## Written task 1
From the records below, copy out the lines between the one holding "Where can you see the white sky?" and the one holding "<point>689,616</point>", both included, with no changes.

= Andrea Portera =

Italian composer of contemporary music

Andrea Portera is an Italian composer of contemporary music.

==Biography==
Andrea Portera studied at Conservatorio Luigi Cherubini in Florence, following the composition course with Salvatore Sciarrino at the same time. He studied at School of music in Fiesole (Florence) with Kamran Khacheh and perfectioned himself with Giacomo Manoni. He won many composition contests. He was also at international contests: for example the International pianistic contest "Camillo Togni", the Gian Battista Viotti contest, the Franco Evangelisti contest, the Castello di Belveglio contest, the Dino Ciani and the Valentino Bucchi prize that won for him a silver medal from the President of Italian Republic Carlo Azeglio Ciampi.

His works have been played by the Tokyo Philharmonic Orchestra, the Symphonic Orchestra of the Slovak Radio, the National Orchestra of Estonia, the Orchestra of Colours of Athens, the SPCO Chamber Orchestra of Minnesota, the Dedalo Ensemble, the Quartetto Accademia, the Gaudeamus Ensemble.

He taught at faculty of Architecture of University of Genoa about Music Projects. He is supervisor of musical scores and coordinator of music graphic for the magazine "Chitarre e Percussioni". He authored books with Le Monnier and Mondadori. He presently teaches music analysis, complementary harmony, and musical video composition at the School of Music of Fiesole.

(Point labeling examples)

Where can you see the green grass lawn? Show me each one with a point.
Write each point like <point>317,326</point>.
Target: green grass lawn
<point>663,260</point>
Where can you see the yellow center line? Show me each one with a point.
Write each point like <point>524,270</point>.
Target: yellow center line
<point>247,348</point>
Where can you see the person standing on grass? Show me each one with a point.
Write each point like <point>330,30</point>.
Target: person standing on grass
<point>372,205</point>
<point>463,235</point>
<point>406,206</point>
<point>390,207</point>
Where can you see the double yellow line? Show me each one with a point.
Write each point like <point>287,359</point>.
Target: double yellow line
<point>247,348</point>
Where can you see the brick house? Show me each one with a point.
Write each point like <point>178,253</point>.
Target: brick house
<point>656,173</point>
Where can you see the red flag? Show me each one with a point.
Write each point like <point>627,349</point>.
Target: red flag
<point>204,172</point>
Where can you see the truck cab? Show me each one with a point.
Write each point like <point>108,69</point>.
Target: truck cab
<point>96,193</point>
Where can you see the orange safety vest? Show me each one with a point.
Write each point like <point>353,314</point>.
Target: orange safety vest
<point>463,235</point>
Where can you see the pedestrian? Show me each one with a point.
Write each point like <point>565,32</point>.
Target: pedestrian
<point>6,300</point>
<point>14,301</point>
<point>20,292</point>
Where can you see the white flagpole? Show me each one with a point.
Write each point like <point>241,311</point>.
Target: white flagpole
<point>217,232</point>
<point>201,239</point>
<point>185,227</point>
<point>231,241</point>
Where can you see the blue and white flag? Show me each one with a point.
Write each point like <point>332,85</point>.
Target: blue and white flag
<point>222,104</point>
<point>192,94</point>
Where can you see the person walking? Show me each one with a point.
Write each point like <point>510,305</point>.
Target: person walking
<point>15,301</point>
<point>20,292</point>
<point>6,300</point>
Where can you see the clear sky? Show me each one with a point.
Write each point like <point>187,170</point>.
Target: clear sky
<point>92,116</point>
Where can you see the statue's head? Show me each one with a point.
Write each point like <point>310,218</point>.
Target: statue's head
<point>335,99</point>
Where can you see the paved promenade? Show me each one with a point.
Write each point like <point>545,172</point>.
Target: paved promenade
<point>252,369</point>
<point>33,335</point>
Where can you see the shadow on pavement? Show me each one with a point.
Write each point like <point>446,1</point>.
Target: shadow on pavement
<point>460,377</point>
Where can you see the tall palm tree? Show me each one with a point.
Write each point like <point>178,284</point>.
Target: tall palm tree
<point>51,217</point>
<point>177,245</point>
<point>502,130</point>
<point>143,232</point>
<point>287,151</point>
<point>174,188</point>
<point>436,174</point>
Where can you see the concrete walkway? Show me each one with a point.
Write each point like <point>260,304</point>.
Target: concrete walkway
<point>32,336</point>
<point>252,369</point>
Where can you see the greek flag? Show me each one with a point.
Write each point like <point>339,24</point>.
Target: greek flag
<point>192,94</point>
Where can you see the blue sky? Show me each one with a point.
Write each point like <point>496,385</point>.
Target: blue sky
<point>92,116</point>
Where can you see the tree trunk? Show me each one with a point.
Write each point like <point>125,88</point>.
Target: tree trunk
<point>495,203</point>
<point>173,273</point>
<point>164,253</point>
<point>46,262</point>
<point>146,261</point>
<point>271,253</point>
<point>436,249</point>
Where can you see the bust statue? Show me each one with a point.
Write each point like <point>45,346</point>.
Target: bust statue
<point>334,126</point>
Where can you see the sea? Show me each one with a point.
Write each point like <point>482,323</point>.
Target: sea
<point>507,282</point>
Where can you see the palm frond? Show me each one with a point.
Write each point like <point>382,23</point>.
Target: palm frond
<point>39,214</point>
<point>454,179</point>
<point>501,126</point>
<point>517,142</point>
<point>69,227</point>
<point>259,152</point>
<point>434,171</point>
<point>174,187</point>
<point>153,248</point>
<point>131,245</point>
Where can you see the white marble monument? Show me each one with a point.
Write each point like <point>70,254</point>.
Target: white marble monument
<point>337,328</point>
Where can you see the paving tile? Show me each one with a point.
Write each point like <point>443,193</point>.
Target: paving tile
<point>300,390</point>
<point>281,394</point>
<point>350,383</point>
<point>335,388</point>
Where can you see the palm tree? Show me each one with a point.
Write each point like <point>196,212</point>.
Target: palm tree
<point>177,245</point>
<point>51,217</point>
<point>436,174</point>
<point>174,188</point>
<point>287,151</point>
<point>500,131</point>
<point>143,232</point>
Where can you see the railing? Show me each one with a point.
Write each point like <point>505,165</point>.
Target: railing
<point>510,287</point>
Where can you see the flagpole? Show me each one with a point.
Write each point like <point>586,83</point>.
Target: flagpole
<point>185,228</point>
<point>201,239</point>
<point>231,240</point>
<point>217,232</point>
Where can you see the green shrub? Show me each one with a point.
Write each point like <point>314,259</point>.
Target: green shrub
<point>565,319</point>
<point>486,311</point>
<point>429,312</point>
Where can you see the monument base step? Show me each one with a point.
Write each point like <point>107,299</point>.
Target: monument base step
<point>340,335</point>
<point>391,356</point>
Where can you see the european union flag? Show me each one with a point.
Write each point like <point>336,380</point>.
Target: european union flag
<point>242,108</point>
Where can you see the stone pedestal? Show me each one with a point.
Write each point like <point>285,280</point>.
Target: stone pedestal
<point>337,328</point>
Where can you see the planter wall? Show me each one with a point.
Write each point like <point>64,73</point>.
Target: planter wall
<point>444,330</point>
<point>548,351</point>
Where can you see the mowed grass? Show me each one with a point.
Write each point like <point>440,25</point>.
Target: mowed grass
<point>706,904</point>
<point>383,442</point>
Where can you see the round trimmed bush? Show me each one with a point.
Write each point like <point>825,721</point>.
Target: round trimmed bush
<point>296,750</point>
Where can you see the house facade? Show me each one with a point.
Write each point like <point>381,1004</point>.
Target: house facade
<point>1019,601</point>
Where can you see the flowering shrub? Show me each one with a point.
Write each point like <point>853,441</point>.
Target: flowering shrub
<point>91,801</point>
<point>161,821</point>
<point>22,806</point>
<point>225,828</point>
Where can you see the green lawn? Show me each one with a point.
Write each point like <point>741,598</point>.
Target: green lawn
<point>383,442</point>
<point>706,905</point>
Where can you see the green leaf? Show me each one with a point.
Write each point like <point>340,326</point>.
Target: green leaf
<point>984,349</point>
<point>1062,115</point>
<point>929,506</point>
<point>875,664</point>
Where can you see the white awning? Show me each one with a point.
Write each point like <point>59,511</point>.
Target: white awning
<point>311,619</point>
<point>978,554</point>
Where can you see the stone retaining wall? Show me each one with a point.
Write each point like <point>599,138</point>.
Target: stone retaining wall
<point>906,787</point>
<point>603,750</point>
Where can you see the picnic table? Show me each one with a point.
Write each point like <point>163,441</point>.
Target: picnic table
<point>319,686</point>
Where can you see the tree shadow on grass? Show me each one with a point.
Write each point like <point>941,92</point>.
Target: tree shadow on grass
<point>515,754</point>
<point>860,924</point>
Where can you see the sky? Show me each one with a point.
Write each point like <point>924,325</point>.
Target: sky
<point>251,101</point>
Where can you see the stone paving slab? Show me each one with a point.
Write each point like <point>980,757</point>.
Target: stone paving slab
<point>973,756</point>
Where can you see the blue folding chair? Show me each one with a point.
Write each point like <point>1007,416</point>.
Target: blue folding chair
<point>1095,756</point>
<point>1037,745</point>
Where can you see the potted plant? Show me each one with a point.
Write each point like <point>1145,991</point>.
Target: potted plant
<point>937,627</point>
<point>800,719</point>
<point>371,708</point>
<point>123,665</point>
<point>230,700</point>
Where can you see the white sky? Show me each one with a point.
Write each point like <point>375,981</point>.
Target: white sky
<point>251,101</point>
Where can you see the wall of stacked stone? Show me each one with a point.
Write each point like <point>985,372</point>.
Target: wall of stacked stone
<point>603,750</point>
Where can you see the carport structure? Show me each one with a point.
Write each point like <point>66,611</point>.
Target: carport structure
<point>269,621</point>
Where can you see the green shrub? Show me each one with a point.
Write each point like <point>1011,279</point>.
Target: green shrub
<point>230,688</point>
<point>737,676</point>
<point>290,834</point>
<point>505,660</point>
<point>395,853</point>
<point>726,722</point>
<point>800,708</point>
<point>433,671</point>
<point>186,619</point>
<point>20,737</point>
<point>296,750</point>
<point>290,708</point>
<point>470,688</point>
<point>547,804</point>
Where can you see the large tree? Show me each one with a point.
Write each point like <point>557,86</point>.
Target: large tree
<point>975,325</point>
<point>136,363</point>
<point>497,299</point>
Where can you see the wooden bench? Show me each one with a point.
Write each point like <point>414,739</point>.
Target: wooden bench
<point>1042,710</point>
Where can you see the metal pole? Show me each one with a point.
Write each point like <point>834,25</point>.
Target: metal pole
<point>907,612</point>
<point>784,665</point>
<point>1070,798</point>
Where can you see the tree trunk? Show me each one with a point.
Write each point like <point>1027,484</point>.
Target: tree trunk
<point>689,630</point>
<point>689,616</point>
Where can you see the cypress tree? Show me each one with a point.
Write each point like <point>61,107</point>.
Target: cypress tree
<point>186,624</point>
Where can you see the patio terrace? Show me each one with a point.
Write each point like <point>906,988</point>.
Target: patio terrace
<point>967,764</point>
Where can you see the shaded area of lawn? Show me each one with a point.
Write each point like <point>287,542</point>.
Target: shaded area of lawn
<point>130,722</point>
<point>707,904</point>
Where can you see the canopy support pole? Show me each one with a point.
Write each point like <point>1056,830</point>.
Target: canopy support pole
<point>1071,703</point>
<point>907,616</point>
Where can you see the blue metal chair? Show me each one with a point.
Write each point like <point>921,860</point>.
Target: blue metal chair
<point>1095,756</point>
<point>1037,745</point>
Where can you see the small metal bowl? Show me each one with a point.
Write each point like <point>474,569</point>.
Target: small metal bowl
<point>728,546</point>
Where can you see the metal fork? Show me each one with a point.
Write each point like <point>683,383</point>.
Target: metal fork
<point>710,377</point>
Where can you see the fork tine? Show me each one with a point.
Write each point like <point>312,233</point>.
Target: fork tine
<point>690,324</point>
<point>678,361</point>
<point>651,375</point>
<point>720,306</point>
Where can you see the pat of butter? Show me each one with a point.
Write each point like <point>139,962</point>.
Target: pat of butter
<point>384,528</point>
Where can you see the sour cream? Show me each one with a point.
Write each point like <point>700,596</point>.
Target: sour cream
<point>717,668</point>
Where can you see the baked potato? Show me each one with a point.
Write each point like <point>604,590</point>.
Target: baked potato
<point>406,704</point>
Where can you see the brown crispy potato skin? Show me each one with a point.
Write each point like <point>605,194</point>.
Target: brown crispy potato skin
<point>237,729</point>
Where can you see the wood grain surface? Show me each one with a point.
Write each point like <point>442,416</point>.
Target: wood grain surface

## Written task 2
Sum up the biography in two sentences.

## Output 1
Where can you see the white sky? Show me each one with a point.
Write each point like <point>375,981</point>.
Target: white sky
<point>251,101</point>
Where can you see the wall of stacked stone? Show me each one with a point.
Write each point like <point>985,372</point>.
Target: wall of stacked stone
<point>603,750</point>
Where can you see the carport structure? Show me each one with a point.
Write each point like <point>66,611</point>.
Target: carport structure
<point>269,621</point>
Where can you see the green shrub? Show me each one with a point.
Write each point like <point>1011,279</point>.
Target: green shrub
<point>230,688</point>
<point>737,676</point>
<point>290,834</point>
<point>505,660</point>
<point>395,853</point>
<point>726,722</point>
<point>800,708</point>
<point>433,671</point>
<point>186,619</point>
<point>20,737</point>
<point>296,750</point>
<point>290,708</point>
<point>470,688</point>
<point>547,804</point>
Where can you see the large tree? Show me each one with a point.
Write each point like <point>557,86</point>.
Target: large tree
<point>975,325</point>
<point>136,363</point>
<point>497,299</point>
Where can you see the wooden bench? Show me each one with a point.
Write each point like <point>414,739</point>.
Target: wooden bench
<point>1042,710</point>
Where can you see the metal pole? Show me each one with a point.
Write each point like <point>834,25</point>.
Target: metal pole
<point>907,612</point>
<point>784,665</point>
<point>1070,798</point>
Where can you see the tree trunk? Show me each one with a point.
Write each point like <point>1027,484</point>.
Target: tree trunk
<point>689,630</point>
<point>689,616</point>

## Output 2
Andrea Portera is an Italian composer of contemporary music who studied at Conservatorio Luigi Cherubini in Florence and at the School of Music in Fiesole, and he has won many composition contests. His works have been played by groups such as the Tokyo Philharmonic Orchestra, and he now teaches music analysis, complementary harmony, and musical video composition at the School of Music of Fiesole.